Gut 50 Jahre nach seiner Postulierung droht das Moore’sche Gesetz seine Gültigkeit zu verlieren. Eine davon abgeleitete Faustregel besagt, dass sich die Zahl der Transistoren in einem Prozessor alle 18 bis 24 Monate verdoppeln lässt. Angesichts des erreichten technologischen Standes stößt diese Vorgabe an physikalische Grenzen. Doch deswegen wird die Halbleiterbranche keineswegs uninteressant. Im Gegenteil: Der Sektor ist spannend wie eh und je. Dafür sorgt allein schon der Trend zu einer immer stärkeren Vernetzung von Elektronik - etwa im Auto, im Haushalt oder bei am Körper tragbaren Geräten wie Fitnessarmbändern, sogenannten Wearables. Diese Megatrends sind ohne Produkte aus der Halbleiterindustrie nicht voranzutreiben. Die Unternehmensberatung PwC prognostizierte 2015, dass die Umsätze mit Halbleitern in Sensoren für das sogenannte Internet der Dinge bis 2019 durchschnittlich um 10,4 Prozent pro Jahr zulegen und 14 Milliarden Dollar erreichen werden. "Diese Entwicklung ist die größte Chance für die Halbleiterindustrie seit dem Internetboom", kommentiert PwC-Partner Werner Ballhaus.

---+---

_Aufgabenstellung_
Setze den Text über die Halbleiterbranche im Anschluss an seinen letzten Satz fort. Das anschließende Material ist eigenständig und gehört nicht zum Text über die Halbleiterbranche.

_Auszug aus Datensatz_

---+---

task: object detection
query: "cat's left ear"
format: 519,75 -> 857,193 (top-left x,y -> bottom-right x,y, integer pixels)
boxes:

---+---

_Ergebnis der Übung_
Auch rekordhohe Übernahmen und Fusionen im Vorjahr sorgen dafür, dass sich in der Branche viel bewegt. Das hilft insbesondere den Halbleiteraktien aus den USA auf die Sprünge. Der Index NYSE Arca Semiconductor schaffte jüngst neue Rekordstände. Damit scheint nicht nur eine 21-monatige Seitwärtsbewegung beendet, auch der seit Ende 2008 gültige langfristige Aufwärtstrend wird untermauert. Das auf diese Weise generierte prozyklische charttechnische Kaufsignal verspricht mittelfristig weitere Gewinne. Allerdings steht diese Prognose unter dem Vorbehalt eines nie völlig auszuschließenden Fehlsignals. Denkbar wäre Letzteres, wenn der Gesamtmarkt nach unten drehen sollte. Das wiederum muss einkalkuliert werden, sollte sich die Weltkonjunktur deutlich eintrüben.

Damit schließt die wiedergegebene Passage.